*** Data for this exercise Section Begins ***

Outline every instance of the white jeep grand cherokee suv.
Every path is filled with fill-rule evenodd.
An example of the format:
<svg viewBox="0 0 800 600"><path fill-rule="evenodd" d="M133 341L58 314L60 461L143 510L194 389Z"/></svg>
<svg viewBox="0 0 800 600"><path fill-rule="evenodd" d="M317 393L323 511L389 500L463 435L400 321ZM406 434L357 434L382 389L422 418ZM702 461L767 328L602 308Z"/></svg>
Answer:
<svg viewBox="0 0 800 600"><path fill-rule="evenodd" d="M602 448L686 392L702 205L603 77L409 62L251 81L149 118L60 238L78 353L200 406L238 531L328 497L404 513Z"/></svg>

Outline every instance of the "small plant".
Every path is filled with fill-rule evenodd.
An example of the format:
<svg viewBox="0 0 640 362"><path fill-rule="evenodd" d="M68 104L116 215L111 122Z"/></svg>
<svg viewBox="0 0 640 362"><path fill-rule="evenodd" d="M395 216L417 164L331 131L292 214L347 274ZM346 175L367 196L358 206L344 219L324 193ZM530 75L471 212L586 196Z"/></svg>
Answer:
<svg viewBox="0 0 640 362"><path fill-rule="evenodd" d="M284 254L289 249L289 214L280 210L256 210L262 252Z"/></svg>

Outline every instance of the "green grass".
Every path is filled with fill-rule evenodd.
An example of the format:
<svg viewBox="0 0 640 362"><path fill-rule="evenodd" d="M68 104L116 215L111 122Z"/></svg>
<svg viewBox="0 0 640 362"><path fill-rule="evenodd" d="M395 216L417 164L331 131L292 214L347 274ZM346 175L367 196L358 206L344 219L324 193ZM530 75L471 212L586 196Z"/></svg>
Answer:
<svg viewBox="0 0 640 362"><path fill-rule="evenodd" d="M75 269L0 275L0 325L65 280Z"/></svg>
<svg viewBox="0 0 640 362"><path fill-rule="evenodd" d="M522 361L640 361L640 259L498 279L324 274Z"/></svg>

*** Data for this exercise Section Ends ***

## Exercise
The lines above, from the start of the records through the one containing "393L323 511L389 500L463", are to be printed exactly, and nothing else is to be included.

## Exercise output
Outline every instance of the white jeep grand cherokee suv.
Every path is filled with fill-rule evenodd.
An example of the format:
<svg viewBox="0 0 800 600"><path fill-rule="evenodd" d="M133 341L58 314L60 461L143 510L194 389Z"/></svg>
<svg viewBox="0 0 800 600"><path fill-rule="evenodd" d="M317 393L323 511L389 500L463 435L400 321ZM406 434L357 434L382 389L422 418ZM702 461L767 328L602 308Z"/></svg>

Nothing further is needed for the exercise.